DeepSpeed
DeepSpeed copied to clipboard
[BUG] Zeros in returned k_v cache when get_present = True
Describe the bug
Running a forward pass with get_present = True
returns wrong values for key and value tensor. They contain a lot of zeros.
To Reproduce Steps to reproduce the behavior:
- Simple inference script to reproduce
import os
import time
import deepspeed
import torch
import torch.nn as nn
from deepspeed.module_inject.replace_policy import TransformerPolicy, DSPolicy
from torch.nn import Parameter,LayerNorm
class TransformerInferenceCustomPolicy(TransformerPolicy):
_orig_layer_class = None
def __init__(self, client_module,inference):
super().__init__(inference)

[Rows pointing to labeled objects]
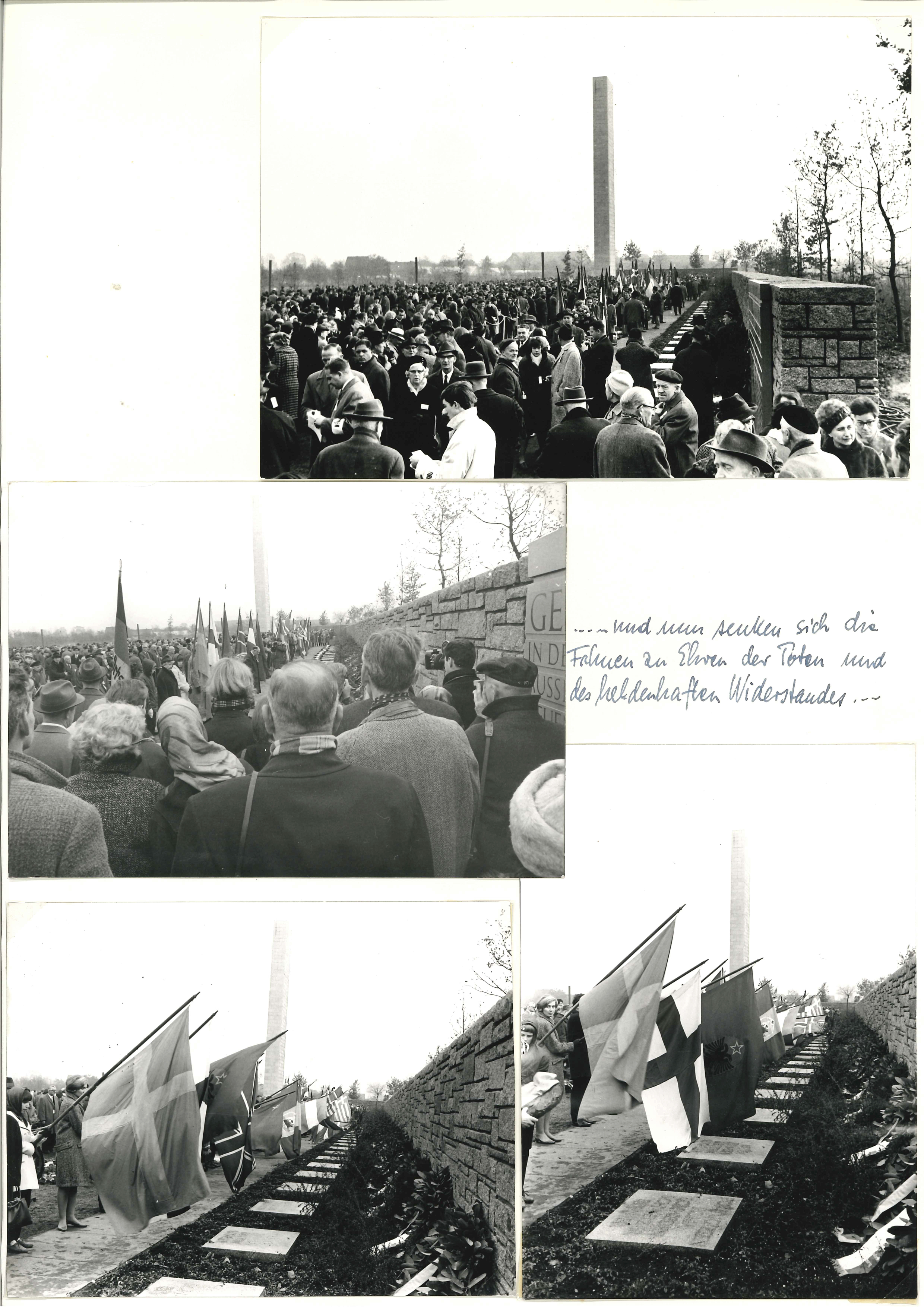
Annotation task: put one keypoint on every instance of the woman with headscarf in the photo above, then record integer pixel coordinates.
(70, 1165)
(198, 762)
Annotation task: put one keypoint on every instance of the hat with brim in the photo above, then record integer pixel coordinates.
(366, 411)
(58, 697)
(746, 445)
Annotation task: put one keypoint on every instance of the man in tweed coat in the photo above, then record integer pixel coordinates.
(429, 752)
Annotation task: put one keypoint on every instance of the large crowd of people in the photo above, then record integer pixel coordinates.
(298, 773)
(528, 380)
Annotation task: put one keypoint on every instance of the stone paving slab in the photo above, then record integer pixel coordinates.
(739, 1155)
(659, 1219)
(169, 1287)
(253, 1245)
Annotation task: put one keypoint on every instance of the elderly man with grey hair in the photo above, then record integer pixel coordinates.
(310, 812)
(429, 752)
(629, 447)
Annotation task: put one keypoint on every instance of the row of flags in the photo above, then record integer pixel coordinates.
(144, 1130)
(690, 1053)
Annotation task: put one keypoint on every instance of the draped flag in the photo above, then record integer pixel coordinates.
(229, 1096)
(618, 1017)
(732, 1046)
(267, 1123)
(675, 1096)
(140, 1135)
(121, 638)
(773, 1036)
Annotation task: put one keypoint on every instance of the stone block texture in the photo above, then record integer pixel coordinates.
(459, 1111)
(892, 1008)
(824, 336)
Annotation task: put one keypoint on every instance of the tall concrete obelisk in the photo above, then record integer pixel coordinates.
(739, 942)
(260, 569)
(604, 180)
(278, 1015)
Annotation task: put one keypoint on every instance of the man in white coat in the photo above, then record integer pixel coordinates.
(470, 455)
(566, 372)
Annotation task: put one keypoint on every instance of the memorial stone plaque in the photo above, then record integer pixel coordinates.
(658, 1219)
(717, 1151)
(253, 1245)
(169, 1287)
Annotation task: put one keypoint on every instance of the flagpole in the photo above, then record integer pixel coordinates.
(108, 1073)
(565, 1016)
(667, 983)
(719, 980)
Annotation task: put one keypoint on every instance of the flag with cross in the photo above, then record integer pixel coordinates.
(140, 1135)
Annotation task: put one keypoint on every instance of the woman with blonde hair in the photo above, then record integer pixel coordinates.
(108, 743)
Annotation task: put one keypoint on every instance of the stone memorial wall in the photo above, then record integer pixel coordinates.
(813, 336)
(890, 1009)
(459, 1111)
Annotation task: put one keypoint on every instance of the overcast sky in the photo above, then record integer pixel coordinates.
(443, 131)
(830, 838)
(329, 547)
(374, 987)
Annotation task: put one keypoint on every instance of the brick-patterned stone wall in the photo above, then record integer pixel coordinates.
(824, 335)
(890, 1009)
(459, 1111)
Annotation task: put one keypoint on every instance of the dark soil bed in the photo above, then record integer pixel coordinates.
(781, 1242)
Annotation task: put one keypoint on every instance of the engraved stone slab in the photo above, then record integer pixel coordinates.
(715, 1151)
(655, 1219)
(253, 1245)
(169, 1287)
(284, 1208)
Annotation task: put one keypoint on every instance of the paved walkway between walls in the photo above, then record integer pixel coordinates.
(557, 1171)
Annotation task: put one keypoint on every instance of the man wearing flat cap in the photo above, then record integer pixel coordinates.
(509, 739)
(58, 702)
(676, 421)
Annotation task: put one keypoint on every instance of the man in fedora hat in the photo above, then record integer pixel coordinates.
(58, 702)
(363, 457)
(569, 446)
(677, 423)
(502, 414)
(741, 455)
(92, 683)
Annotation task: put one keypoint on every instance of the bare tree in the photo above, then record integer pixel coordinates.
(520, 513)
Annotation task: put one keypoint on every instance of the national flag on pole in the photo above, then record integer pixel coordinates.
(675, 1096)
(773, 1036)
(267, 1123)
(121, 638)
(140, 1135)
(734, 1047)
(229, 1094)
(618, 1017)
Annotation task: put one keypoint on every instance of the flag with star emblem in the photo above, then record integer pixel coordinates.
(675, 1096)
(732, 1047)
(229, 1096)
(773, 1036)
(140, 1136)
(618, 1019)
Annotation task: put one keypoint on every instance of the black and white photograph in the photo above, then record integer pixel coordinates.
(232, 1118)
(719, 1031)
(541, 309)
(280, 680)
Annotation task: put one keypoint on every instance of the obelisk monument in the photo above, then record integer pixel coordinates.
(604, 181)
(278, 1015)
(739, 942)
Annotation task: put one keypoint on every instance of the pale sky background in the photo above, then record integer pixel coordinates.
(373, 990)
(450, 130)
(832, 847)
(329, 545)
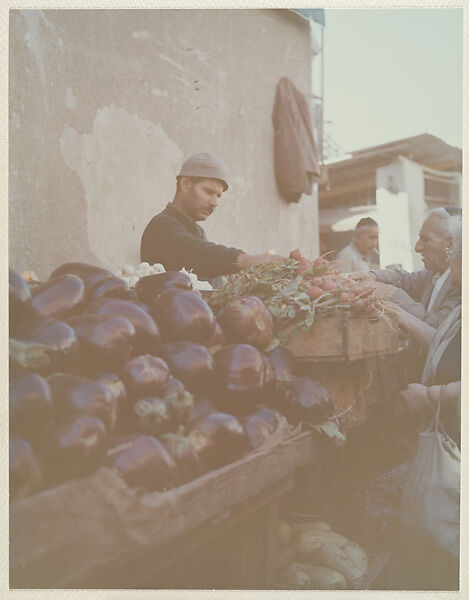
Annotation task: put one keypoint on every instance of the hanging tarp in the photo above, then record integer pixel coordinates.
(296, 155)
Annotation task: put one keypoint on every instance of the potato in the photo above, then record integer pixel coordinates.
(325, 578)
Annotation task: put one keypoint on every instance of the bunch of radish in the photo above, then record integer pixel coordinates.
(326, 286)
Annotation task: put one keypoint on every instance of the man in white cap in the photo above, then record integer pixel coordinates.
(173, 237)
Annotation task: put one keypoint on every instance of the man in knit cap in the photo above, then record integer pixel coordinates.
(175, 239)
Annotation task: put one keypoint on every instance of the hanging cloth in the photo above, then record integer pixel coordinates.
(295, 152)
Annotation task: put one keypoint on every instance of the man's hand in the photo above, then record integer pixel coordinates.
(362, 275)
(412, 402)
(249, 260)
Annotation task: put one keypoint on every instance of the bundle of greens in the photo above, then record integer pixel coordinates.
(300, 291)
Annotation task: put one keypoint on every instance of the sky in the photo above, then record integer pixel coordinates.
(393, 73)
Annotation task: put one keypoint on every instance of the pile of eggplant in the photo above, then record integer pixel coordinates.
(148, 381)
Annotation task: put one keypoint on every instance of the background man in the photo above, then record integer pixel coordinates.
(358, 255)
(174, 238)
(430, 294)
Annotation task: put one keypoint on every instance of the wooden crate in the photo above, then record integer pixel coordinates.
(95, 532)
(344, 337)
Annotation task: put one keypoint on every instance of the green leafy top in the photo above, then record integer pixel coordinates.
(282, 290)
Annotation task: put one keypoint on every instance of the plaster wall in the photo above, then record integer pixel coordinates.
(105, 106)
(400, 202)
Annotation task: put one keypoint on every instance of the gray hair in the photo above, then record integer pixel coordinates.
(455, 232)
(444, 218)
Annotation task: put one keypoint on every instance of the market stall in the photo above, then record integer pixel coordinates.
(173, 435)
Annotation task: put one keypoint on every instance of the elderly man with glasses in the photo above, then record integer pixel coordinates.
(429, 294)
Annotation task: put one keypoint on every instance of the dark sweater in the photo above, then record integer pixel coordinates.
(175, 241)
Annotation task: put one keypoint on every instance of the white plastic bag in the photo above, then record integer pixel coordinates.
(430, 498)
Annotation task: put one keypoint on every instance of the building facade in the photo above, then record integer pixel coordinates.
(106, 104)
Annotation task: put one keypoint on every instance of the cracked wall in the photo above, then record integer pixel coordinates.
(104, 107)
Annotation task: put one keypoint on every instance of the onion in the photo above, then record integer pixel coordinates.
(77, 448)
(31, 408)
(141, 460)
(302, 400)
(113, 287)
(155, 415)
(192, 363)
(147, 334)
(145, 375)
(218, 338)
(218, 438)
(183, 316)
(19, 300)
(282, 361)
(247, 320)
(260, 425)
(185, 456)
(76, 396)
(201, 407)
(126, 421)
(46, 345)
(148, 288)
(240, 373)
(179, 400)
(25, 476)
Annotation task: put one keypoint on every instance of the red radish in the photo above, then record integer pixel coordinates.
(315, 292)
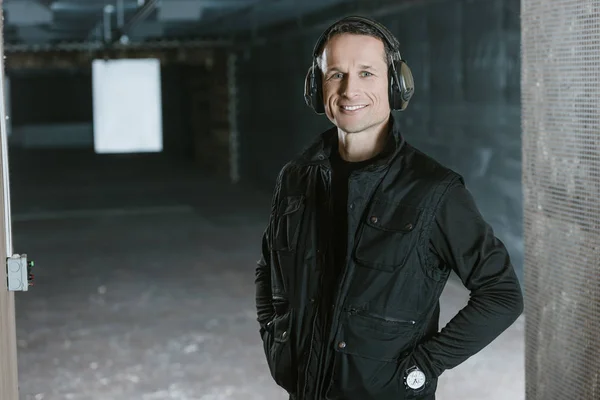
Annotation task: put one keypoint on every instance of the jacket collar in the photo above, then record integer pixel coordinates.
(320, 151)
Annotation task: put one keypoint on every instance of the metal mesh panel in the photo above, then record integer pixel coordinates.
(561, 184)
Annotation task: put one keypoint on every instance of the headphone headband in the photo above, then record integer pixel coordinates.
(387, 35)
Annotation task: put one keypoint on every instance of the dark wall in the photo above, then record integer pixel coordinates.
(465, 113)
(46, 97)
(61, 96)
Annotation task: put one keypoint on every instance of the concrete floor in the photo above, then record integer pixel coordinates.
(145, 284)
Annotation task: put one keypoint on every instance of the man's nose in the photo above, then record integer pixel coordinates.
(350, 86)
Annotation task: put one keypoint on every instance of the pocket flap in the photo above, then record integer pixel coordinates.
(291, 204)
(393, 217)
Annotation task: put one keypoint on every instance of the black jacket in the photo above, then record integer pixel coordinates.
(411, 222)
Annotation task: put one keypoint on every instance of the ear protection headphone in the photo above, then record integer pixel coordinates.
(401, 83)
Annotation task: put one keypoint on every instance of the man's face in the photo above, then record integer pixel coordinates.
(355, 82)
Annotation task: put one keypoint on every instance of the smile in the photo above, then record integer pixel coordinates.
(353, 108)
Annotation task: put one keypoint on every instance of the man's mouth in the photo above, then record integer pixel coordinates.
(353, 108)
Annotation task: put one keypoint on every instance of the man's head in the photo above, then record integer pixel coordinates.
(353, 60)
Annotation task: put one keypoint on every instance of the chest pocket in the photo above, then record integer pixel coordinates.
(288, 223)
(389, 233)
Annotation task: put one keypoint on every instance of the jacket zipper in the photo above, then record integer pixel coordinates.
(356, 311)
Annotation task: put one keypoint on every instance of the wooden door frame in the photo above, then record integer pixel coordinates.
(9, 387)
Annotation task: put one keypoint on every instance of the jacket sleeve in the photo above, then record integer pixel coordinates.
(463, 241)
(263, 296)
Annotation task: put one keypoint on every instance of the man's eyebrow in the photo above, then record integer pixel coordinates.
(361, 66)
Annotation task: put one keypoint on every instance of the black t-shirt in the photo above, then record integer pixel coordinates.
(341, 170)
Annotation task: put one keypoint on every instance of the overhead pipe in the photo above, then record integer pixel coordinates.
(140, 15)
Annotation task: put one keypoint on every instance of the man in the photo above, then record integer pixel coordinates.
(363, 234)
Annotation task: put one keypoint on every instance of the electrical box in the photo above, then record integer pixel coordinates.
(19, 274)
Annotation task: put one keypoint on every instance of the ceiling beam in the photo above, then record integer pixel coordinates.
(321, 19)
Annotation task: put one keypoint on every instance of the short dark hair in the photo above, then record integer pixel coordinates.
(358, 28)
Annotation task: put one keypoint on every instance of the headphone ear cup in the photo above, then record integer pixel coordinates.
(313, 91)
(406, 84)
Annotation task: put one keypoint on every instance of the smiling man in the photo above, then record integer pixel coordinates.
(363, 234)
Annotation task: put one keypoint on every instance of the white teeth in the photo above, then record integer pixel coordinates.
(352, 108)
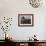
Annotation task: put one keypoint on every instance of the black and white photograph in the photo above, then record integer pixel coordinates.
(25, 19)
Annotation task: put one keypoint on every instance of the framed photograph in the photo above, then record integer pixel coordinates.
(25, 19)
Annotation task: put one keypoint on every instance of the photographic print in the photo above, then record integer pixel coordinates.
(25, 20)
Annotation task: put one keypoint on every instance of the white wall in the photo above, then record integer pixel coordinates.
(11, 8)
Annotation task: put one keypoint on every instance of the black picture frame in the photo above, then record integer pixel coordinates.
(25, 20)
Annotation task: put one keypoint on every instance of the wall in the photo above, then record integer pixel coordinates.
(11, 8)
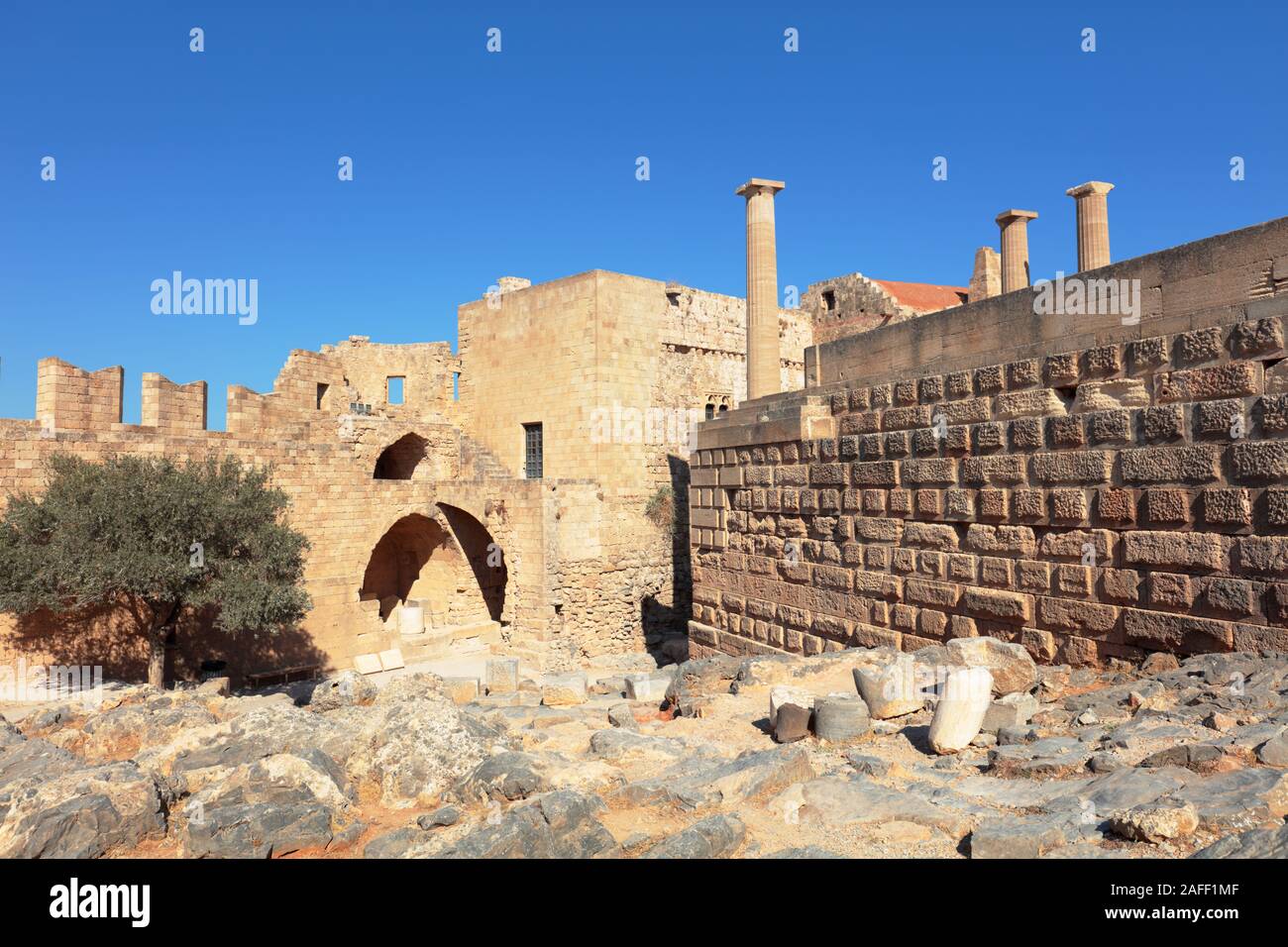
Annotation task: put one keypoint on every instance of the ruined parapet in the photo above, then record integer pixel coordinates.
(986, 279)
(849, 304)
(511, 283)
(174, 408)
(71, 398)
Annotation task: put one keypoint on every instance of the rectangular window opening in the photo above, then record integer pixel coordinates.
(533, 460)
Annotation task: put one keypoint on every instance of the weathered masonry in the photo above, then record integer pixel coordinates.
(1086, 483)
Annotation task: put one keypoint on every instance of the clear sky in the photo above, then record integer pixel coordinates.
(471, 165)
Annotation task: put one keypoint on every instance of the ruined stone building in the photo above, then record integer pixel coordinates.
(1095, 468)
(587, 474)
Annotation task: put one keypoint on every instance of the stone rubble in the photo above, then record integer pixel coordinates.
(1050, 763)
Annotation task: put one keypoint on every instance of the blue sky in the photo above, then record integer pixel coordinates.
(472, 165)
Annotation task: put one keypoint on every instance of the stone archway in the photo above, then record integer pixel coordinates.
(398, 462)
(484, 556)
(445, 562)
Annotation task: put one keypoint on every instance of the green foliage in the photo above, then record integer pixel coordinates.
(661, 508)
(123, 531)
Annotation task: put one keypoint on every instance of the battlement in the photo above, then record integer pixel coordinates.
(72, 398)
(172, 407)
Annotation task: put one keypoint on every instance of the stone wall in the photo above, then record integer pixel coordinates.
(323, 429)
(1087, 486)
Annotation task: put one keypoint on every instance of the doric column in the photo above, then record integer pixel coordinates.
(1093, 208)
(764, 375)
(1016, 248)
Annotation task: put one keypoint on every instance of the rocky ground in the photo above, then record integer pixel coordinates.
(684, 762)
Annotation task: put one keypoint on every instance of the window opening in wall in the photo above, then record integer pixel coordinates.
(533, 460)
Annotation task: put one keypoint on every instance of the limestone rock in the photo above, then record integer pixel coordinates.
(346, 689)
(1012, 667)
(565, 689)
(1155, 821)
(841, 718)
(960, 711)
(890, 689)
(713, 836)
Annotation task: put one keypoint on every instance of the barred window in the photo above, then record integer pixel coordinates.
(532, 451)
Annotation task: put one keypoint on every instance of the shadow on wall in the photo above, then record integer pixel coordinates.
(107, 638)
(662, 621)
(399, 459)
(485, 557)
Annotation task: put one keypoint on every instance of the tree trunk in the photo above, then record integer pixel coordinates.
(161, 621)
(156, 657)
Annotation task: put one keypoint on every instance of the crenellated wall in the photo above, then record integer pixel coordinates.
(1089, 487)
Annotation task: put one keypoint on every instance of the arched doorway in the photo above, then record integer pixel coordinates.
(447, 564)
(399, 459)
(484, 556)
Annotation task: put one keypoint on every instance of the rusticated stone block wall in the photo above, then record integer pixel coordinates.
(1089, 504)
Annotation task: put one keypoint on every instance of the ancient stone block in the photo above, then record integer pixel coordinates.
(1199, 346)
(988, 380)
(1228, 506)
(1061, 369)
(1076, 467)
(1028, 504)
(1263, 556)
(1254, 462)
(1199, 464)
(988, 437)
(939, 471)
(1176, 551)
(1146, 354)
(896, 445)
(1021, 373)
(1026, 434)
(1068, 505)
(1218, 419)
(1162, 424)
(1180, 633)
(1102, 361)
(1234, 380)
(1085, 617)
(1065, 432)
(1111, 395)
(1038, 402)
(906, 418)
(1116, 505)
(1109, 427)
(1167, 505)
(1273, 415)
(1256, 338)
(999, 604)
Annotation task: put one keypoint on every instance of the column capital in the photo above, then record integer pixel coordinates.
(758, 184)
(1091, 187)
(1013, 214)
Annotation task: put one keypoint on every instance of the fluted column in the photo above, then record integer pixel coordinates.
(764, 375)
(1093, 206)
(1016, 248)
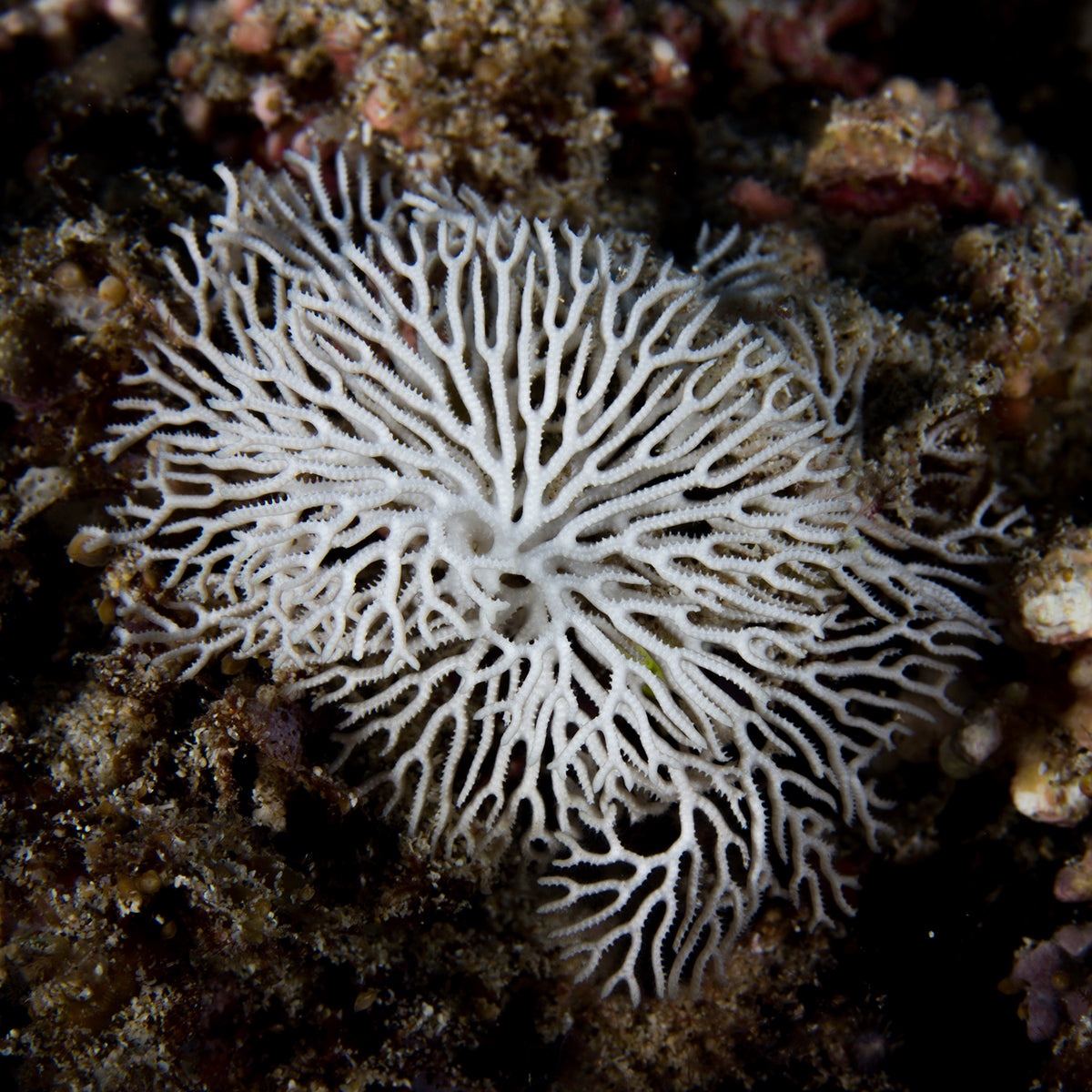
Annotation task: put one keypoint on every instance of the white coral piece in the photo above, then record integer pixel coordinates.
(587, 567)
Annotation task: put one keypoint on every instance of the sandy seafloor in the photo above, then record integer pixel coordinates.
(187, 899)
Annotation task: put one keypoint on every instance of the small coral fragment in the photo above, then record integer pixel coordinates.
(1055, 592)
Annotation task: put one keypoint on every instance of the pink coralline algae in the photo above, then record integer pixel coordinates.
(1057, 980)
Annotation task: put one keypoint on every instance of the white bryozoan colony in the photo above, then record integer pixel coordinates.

◆ **What you should do**:
Answer these questions about the DeepSpeed bug report:
1. Which setting is set to True when the faulty forward pass is run?
2. What do the returned key and value tensors contain a lot of?
3. Which class does TransformerInferenceCustomPolicy inherit from?
None of the rows are needed here.

◆ **Final result**:
1. get_present
2. Zeros
3. TransformerPolicy